• Task objective
Copy the rows below word for word, keeping every line as it stands.

## Begin Data provided

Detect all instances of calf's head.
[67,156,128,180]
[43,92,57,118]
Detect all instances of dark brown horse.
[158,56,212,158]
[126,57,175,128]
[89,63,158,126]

## End Data provided

• Expected output
Detect all instances of calf's head.
[67,156,128,180]
[43,92,57,118]
Detect all instances of dark brown horse.
[158,56,212,158]
[126,57,175,128]
[89,63,158,126]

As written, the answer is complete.